- [DO THIS]:
Produce a verbatim copy of the entries listed below.

- [EXTRACTED INFORMATION]:
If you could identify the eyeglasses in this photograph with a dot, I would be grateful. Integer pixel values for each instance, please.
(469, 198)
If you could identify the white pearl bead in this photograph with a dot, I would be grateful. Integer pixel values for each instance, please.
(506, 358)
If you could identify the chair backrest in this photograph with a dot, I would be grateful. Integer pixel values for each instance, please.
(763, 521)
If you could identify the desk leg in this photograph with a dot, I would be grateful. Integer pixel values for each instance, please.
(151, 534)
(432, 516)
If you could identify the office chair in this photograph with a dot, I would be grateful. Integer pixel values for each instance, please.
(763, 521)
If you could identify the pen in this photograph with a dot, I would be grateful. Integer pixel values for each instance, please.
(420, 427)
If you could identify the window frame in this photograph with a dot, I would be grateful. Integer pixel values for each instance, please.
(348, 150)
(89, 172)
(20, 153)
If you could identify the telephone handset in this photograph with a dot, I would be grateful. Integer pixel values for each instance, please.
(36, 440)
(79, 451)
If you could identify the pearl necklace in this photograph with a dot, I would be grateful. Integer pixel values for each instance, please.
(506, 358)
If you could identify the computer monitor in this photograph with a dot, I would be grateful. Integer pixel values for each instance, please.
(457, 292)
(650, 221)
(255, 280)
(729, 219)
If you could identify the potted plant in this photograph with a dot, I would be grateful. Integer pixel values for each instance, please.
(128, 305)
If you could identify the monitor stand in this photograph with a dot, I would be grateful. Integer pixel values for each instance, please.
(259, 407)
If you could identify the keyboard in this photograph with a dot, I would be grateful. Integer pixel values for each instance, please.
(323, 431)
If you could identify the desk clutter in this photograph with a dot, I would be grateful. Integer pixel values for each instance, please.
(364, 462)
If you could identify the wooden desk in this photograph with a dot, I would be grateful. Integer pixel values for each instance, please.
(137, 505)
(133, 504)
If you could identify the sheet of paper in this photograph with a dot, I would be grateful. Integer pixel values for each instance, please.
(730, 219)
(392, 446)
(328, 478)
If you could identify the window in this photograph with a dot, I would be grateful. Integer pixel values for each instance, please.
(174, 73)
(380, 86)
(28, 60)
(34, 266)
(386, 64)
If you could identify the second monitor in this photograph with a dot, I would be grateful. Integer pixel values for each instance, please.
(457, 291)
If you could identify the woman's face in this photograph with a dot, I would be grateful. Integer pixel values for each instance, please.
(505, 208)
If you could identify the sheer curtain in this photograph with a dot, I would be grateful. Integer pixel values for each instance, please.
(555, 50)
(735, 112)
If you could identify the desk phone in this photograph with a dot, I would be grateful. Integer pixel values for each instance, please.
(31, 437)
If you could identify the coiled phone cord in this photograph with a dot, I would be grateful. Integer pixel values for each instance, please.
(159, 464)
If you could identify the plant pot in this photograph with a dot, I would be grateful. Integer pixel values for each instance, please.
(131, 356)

- [TASK OUTPUT]:
If you could identify the eyeglasses in this photograph with a dot, I would be grateful. Integer pixel values for each instance, please.
(469, 198)
If you could identify the white pearl bead in this photograph with a dot, I would be grateful. Integer pixel values for each instance, please.
(506, 358)
If you could identify the chair backrest in this photograph with a dot, I would be grateful. Integer pixel values for each instance, please.
(763, 521)
If you could identify the desk leg in this photograph with a dot, I would be grateful. Integer pixel values for each instance, please.
(151, 534)
(432, 516)
If you could identify the office chair in this photograph with a dot, I would be grateful. Integer pixel values for each instance, please.
(763, 521)
If you could identify the pen in this photograph with a dot, I would be grateful. Integer pixel values for each instance, please.
(420, 427)
If you could identify the window frame in this photograph with a dot, I would be grateful. Integer pixel values for each instance, please.
(348, 150)
(89, 172)
(20, 153)
If you could identify the telephone handset in this photograph with a dot, I would be grateful. Integer pixel values for each instance, please.
(36, 440)
(79, 451)
If you could identify the pearl necklace in this photograph with a dot, I would be grateful. Integer pixel values for each instance, please.
(506, 358)
If you could identify the computer monitor in this photograph with a dot, I would be grateful. Integer pixel values for each instance, please.
(457, 292)
(650, 221)
(255, 280)
(729, 219)
If you could identify the potted plant in this photograph with a dot, I would be grateful. Integer pixel values for each instance, please.
(128, 305)
If you could identify the monitor stand in this photograph with a dot, I would be grateful. Integer pixel values for each instance, please.
(259, 407)
If you could identify the keyboard in this photograph with a dot, I would be grateful. Integer pixel values for each instance, please.
(323, 431)
If you could identify the desk clutter in this photograph with a dot, I would be grateful. Integer pixel values for each instance, please.
(364, 462)
If you could identify the wooden desk in this photograph with a dot, I would be grateful. Integer pixel values for each instance, please.
(137, 505)
(133, 504)
If you could identify the sheet of paper in this photograph with a dot, I would be grateful. Integer pixel values for each instance, please.
(730, 219)
(392, 446)
(328, 478)
If you could identify the window in this photograph with a dot, I would be grateful. Integer pixel values for each instance, please.
(174, 73)
(380, 86)
(28, 60)
(34, 266)
(386, 64)
If you could identify the second monitor in this photograph with a dot, I would be grateful. Integer pixel values for each instance, please.
(457, 291)
If you could identify the woman's face in this photograph with a dot, I would be grateful. Integer pixel values for each instance, please.
(505, 208)
If you could identify the sheer curtain in this photograph with a dot, I would be grateful. Integer pixel values for each instance, please.
(555, 50)
(735, 112)
If you could identify the desk phone in this photograph with a dot, I would be grateful. Integer pixel values for each instance, please.
(31, 437)
If you could identify the coiled phone cord in this photograph with a dot, I would be grateful. Integer pixel values for each instance, please.
(159, 464)
If you could identify the plant pot in this photograph with a dot, I would be grateful. Integer pixel values for each instance, please.
(131, 356)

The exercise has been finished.